- [RECORDS]

* * * * * * * * *

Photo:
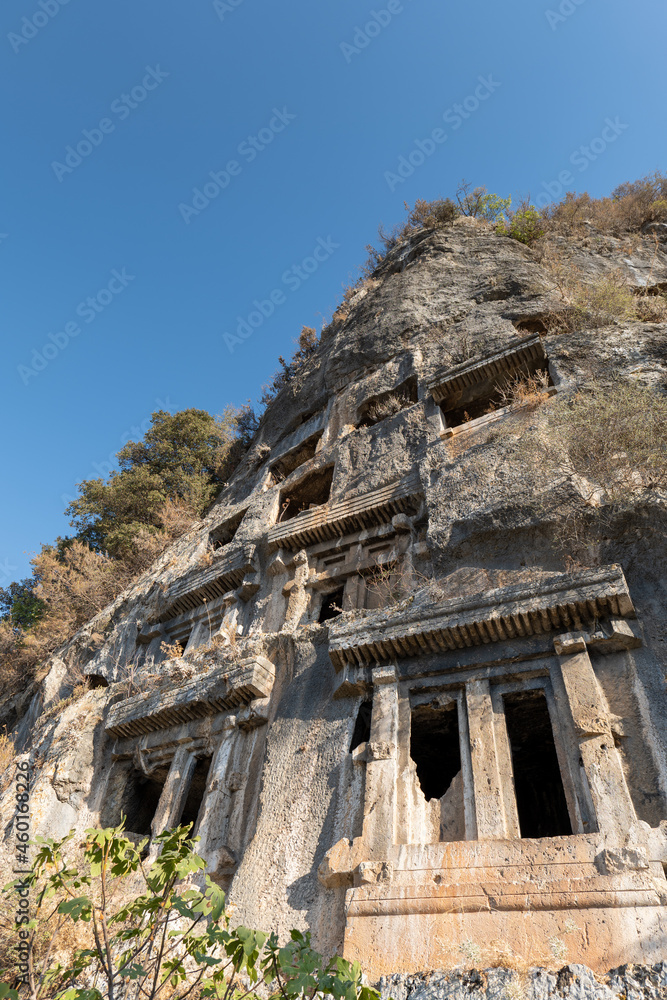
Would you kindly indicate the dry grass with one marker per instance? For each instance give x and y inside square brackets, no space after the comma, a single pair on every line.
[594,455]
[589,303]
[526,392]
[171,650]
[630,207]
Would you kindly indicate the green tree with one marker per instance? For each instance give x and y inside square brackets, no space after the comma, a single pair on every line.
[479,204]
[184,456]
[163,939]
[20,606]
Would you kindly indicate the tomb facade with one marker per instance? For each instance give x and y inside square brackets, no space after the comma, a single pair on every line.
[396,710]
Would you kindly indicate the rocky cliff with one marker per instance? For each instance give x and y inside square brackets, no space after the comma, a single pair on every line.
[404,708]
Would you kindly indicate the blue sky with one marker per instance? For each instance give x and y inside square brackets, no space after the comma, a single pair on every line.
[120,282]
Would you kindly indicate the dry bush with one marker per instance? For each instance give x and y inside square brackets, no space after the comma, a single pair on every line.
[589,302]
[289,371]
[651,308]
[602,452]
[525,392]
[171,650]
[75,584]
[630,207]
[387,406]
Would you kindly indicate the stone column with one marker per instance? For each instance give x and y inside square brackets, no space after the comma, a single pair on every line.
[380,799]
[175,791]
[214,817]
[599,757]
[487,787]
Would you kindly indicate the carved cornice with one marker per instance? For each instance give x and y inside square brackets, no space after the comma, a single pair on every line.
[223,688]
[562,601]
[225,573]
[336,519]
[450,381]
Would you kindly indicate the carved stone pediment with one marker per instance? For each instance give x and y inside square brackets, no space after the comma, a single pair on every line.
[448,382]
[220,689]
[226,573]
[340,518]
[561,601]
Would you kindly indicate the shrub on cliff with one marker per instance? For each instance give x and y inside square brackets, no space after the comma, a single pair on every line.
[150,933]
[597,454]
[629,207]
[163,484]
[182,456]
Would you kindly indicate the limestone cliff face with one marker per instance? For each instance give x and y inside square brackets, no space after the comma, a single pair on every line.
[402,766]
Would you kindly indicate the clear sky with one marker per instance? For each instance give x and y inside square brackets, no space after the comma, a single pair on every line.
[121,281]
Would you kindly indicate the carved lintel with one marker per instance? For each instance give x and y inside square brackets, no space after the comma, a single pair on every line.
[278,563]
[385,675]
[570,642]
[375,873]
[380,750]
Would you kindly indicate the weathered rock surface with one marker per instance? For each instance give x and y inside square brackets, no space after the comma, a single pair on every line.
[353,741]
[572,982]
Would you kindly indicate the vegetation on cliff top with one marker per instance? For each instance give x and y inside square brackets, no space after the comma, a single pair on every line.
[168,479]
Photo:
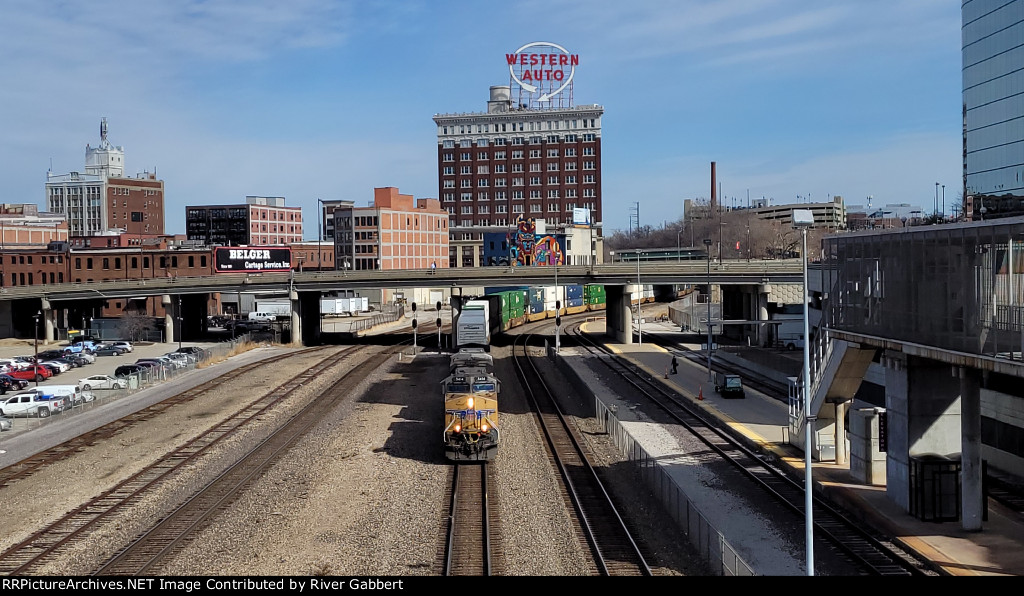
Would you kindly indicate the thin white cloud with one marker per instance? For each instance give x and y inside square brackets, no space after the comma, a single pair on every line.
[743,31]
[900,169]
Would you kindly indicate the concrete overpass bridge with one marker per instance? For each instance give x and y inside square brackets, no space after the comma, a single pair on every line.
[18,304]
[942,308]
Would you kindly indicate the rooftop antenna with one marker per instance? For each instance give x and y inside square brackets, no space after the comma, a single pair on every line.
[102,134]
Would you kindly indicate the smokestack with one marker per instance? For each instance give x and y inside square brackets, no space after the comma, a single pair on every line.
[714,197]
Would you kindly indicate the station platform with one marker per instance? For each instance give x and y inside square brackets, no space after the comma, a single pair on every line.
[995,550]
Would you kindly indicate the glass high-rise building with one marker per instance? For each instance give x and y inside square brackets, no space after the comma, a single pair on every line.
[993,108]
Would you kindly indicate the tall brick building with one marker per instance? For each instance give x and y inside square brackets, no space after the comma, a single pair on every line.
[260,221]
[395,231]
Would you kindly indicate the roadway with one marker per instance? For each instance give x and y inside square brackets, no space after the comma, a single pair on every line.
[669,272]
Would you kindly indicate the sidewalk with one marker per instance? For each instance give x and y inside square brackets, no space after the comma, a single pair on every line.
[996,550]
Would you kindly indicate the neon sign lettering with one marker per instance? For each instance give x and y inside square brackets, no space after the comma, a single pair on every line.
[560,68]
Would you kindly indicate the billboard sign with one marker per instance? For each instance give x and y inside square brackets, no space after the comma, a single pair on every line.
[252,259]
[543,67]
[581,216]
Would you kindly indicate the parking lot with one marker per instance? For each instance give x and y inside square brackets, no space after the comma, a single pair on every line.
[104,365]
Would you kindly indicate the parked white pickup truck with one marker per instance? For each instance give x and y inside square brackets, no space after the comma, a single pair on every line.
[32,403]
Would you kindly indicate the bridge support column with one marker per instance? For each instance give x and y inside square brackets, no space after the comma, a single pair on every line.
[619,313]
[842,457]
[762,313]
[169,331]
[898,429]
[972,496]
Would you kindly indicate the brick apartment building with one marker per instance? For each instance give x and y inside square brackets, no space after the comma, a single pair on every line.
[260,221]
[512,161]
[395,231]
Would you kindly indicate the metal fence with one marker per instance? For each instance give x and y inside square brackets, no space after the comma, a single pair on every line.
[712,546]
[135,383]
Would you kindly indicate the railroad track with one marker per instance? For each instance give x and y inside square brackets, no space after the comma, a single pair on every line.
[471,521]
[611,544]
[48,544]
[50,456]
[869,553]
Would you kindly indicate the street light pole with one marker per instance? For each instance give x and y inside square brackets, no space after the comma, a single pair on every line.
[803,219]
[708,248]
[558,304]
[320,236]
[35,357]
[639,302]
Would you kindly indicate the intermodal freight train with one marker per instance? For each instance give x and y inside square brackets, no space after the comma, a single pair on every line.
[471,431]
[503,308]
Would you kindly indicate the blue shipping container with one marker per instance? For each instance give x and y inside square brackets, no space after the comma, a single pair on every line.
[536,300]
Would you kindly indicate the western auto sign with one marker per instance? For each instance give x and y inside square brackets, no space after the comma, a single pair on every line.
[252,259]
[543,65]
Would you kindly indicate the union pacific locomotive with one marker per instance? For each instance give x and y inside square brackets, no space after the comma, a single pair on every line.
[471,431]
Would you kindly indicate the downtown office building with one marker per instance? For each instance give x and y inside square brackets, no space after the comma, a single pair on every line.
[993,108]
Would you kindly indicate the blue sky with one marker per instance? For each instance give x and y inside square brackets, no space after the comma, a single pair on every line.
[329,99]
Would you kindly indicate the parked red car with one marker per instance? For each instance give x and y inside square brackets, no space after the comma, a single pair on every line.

* * * * * * * * *

- [DESCRIPTION OF THE TASK]
The data above needs to be retyped exactly, with the images left out.

- [FINAL ANSWER]
Photo:
Would you kindly indicate the dry grass with one marker per instance? For each instance give x and y inside square brackets, no space after the comma, a single pair on every line.
[594,455]
[589,303]
[526,392]
[171,650]
[630,207]
Would you kindly indicate the green tree with one marker per instance? For each instance give x and y inside square brackets, no space after the comma, a single pair on every line.
[479,204]
[184,456]
[163,939]
[20,606]
Would you kindly indicate the tomb facade with one marker per instance? For each instance give x and y inside square brackets, no space after the comma, a single pair on every line.
[396,710]
Would you kindly indicate the rocky cliff with one marker per instance? For each instance give x and y inside square brackets, no space after the comma, a single pair on every line.
[404,708]
Would you kindly indicate the blue sky with one marker per instance? For each instance give x and y inside square brackets, no space after the comma, a single pair on every line.
[120,282]
Would you kindly indicate the dry bush with one marker per instance? For each instance give x and y inside square brackets, no space after the comma, a single pair on every line.
[589,302]
[289,371]
[651,308]
[602,452]
[525,392]
[171,650]
[75,584]
[630,207]
[387,406]
Would you kindly indicate the stone column with one marker per instance? For each instance give x and y inside square brackets, no space after the comma, a single pair on every line.
[380,799]
[175,791]
[214,817]
[599,757]
[487,787]
Would you kindly indicate the carved cornice with one marker per instance? For each instance give x and y inside square brackets, no space after the comma, a single pair on every line.
[223,688]
[562,601]
[225,573]
[336,519]
[450,381]
Would you kindly indicate the carved stone pediment with one marker per instance? For each instance give x and y inside square brackets, no space after the comma, a single pair on every line.
[448,382]
[220,689]
[226,573]
[340,518]
[561,601]
Would you kindly indicate the shrub on cliff with one marker per instance? For each instance give x and y inside square brackets, no space after the comma, a single pair on every line.
[150,933]
[597,454]
[629,207]
[163,484]
[182,456]
Would you kindly indicate the limestone cliff face with one marker per instance? For each instance give x and y inside square brackets, no space after the comma, a single pair on every line.
[402,766]
Would you kindly indicate the clear sky with one marker per instance? For each instance give x and y inside square brackets, no space after the comma, a single pair on every line.
[121,281]
Would you kindly indicate the carved lintel with one marker per instance? For each instance give x and y inside square brackets, no space after the comma, a single pair on every line.
[278,563]
[385,675]
[570,642]
[375,873]
[380,750]
Would you kindly indicate the weathered rock surface with one marker per instance? For each instance give x and y inside square brackets, no space after the comma, a single pair on every line.
[353,741]
[572,982]
Would you kindly indicate the vegetation on cliff top with one marker per instance? For each instance give x and y inside square brackets, no space after the comma, a single pair on every line.
[168,479]
Photo:
Would you kindly indicate the thin white cloud with one marker per instance? For each instance give x and y inside square brackets, no space after the comma, a single pair on every line.
[743,31]
[900,169]
Would you kindly indicate the concrete overpass bridge with one marker per instance? For each instance give x and y inside square brackets, no space after the comma, a single pair on every line.
[18,304]
[942,308]
Would you kindly indicate the rooftop antenna with one marker per instance? For each instance give x and y inside square brackets, no space after the comma, a single pair on every line.
[102,134]
Would you kindly indicate the smokestack with one marker per instance? For each instance give x and y inside square brackets, no space after the comma, a single pair on every line.
[714,197]
Would you kindly indicate the station platform with one marker per instance? For each instance give x and y inside square brackets, no space after the comma, a single pair on every line.
[995,550]
Would you kindly indicate the glass high-rise building with one marker per instance? For each instance give x and y inside square brackets, no space after the comma, a single pair on every line.
[993,108]
Would you kindly indicate the tall brick building with one marker per instance? For each instance give x and y inside square brackets, no space after the comma, a single pair on every line.
[260,221]
[395,231]
Would you kindly indicate the roadway with one marker per instance? For each instance give x and y inside square brackets, no space after the comma, a single pair on every line.
[669,272]
Would you kindly indicate the sidewalk with one marker per instance? For each instance give x and y inside square brackets, no space after the comma, a single pair on every line.
[996,550]
Would you kindly indicate the neon sign lettering with one marker per instance? For each instance give x and y inside square brackets, no space after the comma, a single pair on every line.
[560,68]
Would you kindly indicate the billboard sign with one marker per instance? For each instance give x and y inside square brackets, no space after the comma, a single pair on every line.
[252,259]
[543,67]
[581,216]
Would you kindly indicate the parking lot with one marker per instance? For each instance give x and y inside square brackets, no space after the comma, a single pair on every line.
[104,365]
Would you kindly indicate the parked white pickup truck with one marker per instance? For each instance give x and y inside square brackets, no space after the comma, a single pair on every line.
[32,403]
Would you kindly indicate the bridge support column with one marker per instance? For each instance give x and y inside square brackets, no space after the comma, a single pair on every line.
[619,313]
[842,457]
[762,313]
[169,331]
[898,429]
[972,496]
Would you kindly indicate the brick apartment building with one marker per instance? For each instance give x and y inside square brackets, no space after the comma, a single pair on every line.
[260,221]
[512,161]
[395,231]
Would you kindly indicate the metal fence with one marker per instance? For each instance give x and y inside square brackets, no space after the comma, a single pair on every line.
[712,546]
[135,383]
Would you kindly indicate the railroad track with one marker per instance? For each instance give x and y inside square brackets, no space after the comma, a single pair on every line.
[471,521]
[611,544]
[48,544]
[50,456]
[869,553]
Would you kindly indicate the street light pole with one marker per instance? For each instance give x and y inside square brackets, no space after the comma, a single pair on every line.
[803,219]
[708,248]
[558,304]
[320,236]
[35,357]
[639,302]
Would you kindly indicate the intermodal freight train with one marker per instance? For each instance give x and y inside square brackets, no space after the comma, a single pair on every line.
[471,431]
[503,308]
Would you kindly indicate the blue shipping container with one marker per instance? For each instance give x and y inside square brackets, no space after the comma, a single pair on every line.
[536,300]
Would you kindly indicate the western auto sign with one marker per instance? For each instance give x and y inside square brackets, no space after the comma, a single pair on every line.
[252,259]
[543,65]
Would you kindly indicate the union pacific locomotive with one marker per instance? For each instance give x and y inside square brackets, no space after the comma, a single pair on every line.
[471,431]
Would you kindly indicate the downtown office building with one marker per instance? For each instance give x and y inside square brackets, no space after the comma, a single pair on every line.
[993,108]
Would you kindly indicate the blue sky with one marker per instance? For each instance give x and y inside square brackets, no space after the comma, a single pair on every line.
[329,99]
Would you kindly indicate the parked red car with one marker per instance? For each instance give x and y inside square brackets, no space after the comma, a single pair on every line.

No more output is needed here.